Exercise objective -
Pull out the lines of the listing below from its first line through the line containing "positive clicks: (649, 350)", including both ends, and copy them verbatim.

Records shown -
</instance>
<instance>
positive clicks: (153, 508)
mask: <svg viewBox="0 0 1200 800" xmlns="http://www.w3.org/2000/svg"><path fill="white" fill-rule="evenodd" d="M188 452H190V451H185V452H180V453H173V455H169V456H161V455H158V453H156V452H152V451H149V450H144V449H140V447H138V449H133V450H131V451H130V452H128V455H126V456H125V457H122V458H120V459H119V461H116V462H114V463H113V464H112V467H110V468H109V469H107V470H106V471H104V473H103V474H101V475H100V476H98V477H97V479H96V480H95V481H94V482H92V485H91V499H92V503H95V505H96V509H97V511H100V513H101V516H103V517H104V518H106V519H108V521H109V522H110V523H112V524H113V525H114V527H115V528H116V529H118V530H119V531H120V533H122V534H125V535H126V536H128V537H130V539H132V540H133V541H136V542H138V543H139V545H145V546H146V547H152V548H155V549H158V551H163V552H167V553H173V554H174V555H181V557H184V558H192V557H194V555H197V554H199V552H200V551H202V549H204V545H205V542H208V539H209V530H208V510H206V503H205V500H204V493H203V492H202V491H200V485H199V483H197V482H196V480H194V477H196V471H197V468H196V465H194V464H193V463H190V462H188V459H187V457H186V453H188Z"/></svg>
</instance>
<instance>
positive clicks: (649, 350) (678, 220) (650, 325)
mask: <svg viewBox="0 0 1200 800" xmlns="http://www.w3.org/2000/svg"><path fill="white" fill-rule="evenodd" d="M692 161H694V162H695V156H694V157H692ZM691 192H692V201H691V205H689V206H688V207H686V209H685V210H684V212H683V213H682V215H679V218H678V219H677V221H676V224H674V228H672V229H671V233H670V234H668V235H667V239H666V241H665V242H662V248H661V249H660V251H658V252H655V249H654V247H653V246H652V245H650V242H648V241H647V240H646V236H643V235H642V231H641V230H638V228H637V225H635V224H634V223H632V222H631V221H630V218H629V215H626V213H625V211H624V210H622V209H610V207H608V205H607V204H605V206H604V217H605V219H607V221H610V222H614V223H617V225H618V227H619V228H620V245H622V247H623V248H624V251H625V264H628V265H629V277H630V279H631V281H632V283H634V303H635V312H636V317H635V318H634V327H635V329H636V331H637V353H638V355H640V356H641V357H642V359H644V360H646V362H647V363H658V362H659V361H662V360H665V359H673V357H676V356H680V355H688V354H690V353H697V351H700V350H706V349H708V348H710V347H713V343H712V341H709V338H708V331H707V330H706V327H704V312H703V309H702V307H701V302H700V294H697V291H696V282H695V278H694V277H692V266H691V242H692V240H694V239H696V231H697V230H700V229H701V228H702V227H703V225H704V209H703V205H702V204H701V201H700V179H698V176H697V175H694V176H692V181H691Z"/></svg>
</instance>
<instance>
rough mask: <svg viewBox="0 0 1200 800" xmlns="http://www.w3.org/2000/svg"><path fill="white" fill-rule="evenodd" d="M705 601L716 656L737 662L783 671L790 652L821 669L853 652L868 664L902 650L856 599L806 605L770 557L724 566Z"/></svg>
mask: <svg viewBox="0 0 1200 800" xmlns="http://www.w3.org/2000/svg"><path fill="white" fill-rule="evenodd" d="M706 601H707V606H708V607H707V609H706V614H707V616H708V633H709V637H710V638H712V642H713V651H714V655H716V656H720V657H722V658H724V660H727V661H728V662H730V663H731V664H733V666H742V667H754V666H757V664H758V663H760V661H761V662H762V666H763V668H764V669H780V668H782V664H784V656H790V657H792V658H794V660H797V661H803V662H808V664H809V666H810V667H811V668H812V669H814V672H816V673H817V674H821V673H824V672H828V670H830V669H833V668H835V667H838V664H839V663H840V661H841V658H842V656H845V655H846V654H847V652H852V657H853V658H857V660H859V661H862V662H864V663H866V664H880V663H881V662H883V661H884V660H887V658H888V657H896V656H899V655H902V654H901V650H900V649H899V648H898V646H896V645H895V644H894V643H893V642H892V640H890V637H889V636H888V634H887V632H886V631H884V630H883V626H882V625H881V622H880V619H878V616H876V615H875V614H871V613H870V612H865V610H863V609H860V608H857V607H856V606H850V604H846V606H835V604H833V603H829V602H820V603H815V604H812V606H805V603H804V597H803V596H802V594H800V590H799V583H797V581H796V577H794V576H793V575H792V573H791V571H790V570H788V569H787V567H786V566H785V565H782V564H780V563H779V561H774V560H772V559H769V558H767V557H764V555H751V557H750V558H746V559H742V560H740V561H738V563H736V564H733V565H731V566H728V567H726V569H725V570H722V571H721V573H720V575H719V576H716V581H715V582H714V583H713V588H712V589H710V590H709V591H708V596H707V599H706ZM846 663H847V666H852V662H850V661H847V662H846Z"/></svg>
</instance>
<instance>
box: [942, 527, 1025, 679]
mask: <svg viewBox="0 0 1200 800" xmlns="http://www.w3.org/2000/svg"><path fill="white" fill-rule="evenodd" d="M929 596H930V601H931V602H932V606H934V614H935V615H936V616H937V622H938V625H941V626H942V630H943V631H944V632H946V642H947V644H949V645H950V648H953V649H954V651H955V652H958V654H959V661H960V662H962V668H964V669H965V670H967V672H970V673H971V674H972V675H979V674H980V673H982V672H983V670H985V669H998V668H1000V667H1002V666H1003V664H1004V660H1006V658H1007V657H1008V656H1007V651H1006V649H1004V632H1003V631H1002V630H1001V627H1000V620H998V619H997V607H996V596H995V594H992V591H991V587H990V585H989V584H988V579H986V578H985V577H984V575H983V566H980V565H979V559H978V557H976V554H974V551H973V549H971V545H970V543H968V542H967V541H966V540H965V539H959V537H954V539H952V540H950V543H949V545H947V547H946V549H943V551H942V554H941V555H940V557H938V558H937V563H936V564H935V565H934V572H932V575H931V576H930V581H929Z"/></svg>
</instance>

Solved exercise -
</instance>
<instance>
positive clicks: (153, 508)
mask: <svg viewBox="0 0 1200 800" xmlns="http://www.w3.org/2000/svg"><path fill="white" fill-rule="evenodd" d="M188 452H190V451H185V452H180V453H173V455H169V456H161V455H158V453H156V452H152V451H149V450H144V449H140V447H138V449H133V450H131V451H130V452H128V455H126V456H125V457H122V458H120V459H119V461H116V462H114V463H113V464H112V467H110V468H109V469H107V470H106V471H104V473H103V474H101V475H100V476H98V477H97V479H96V480H95V481H94V482H92V485H91V499H92V503H95V505H96V509H97V511H100V513H101V516H103V517H104V518H106V519H108V521H109V522H110V523H112V524H113V525H114V527H115V528H116V529H118V530H119V531H120V533H122V534H125V535H126V536H128V537H130V539H132V540H133V541H136V542H138V543H139V545H145V546H146V547H152V548H155V549H158V551H163V552H167V553H173V554H174V555H181V557H184V558H192V557H194V555H197V554H199V552H200V551H202V549H204V545H205V542H208V539H209V530H208V510H206V503H205V500H204V493H203V492H202V491H200V485H199V483H197V482H196V480H194V477H196V471H197V468H196V465H194V464H193V463H190V462H188V459H187V457H186V453H188Z"/></svg>
</instance>
<instance>
positive clicks: (649, 350) (678, 220) (650, 325)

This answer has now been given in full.